* BEGIN Extract *
Freshman year, my illustration teacher said that anime/manga styles are frowned upon because they all look the same and they copy one another. This also could apply to the Disney Pixar styles as well. I see where he came from with that because in that style certain tropes are re-used at verbatim. However, there are varying styles within that manga/anime genre that aren't the same as someone else's. Yes, it falls under that anime/manga style but no, it does not look like everyone else's take on that style. I get confused on why this misconception is so strong within the illustration department at my school. Why does everyone think that manga/anime styles ALL look the same when they are characteristically not the same?
However, I still understand the general understanding of trying to find your own voice in illustration or art for that matter. Keeping that in mind, instead of full blown using tropes I've seen through the anime/manga stylizations I would mix my observation of life and my comfort zone of the anime/manga style. I'm not a fan of realism because I like making characters but at the same time you want to be proportionately accurate if you plan on doing a stylized characterization. As a tester, every time I full blown steer away from what is considered the anime/manga style my work doesn't feel like me. Anime and manga were the soul reasons why I wanted to do art and hopefully lead to a career of comics and concept art for video games. Not being able to incorporate any aspect of what drives and motivates me ultimately leads me to be disheartened and questioning if I'm wasting my time here. I'm always conflicted because without art it honestly feels like my life has no meaning but I don't want to continue being placed in a position where I'm questioning everything either.
So for the past semester and a half I've been trying to incorporate more realistic features in my "anime/manga" style. To me, I've made such drastic and happy improvements with my style while continuing to get advice to make it stronger. But it always seems that when I present it for critiques, someone, mainly the teacher, points out the influence of the anime/manga style. They'll say how the nose is too small and the mouth is too simple or how the eyes are either a little too big or that style has been seen already. That brings me back to my point above about how the illustration department sees any form or fashion of anime/manga styles to all look the same (no matter how small the influence). But when someone may have the same simple mouth or small nose in their illustration but with a far more “cartoony” or “varied” take on style or eyes, they get nothing said about it and is told they have a lovely stylization. This confuses me greatly.
* END Extract *
* BEGIN Material provided *
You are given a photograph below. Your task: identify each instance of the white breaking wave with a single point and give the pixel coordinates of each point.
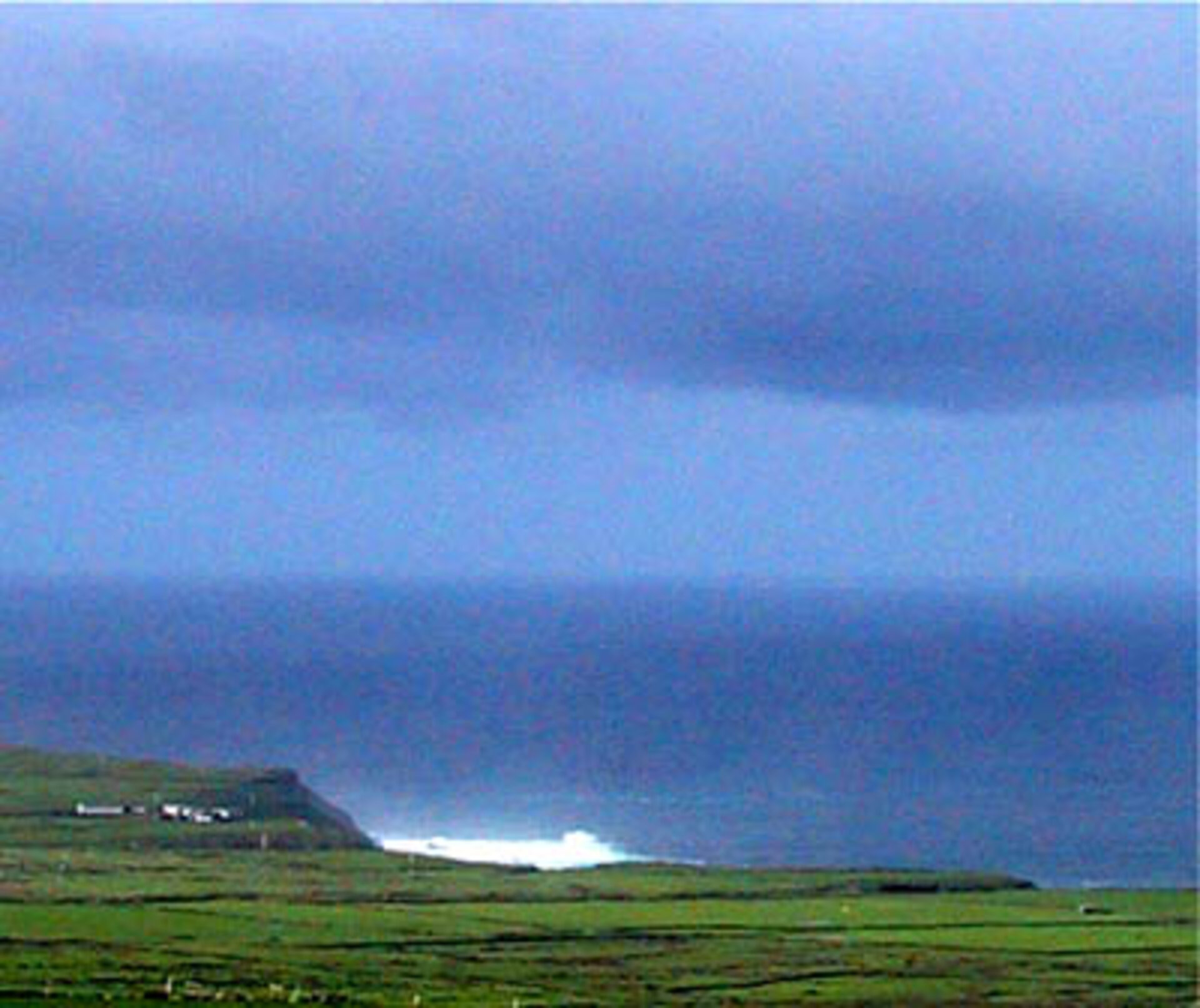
(576, 849)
* END Material provided *
(Challenges):
- 1) In the essay on anime and manga style, for how long has the writer been working more realistic features into their style?
- 2) Carry the essay on anime and manga style forward from its last sentence.

(Task responses):
- 1) For the past semester and a half.

- 2)
For me, I want to have a happy medium of what I love and a realistic approach. I've had upperclassmen tell me that if you present one project (particularly the first one that has people in it) that may have a little too much influence of the anime/manga style then everything else you make after that is all going to be grouped into it being anime/manga even if there's been a major style shift or it wasn't intended. I find this to be a bit flawed because it almost seems like the teacher overlooks the changes made and gives the same regurgitated advice over and over again that doesn't help the student. The number one heard thing is to look from life. I find this to be VERY important to do because it has helped me tremendously with not only characters but many other things like perspective, color, shadow/light, buildings, plant life, and animals. I've done SO many observations from life and try to add that into my work but it always goes overlooked because all anyone focuses on is the incorporation of an anime/manga style.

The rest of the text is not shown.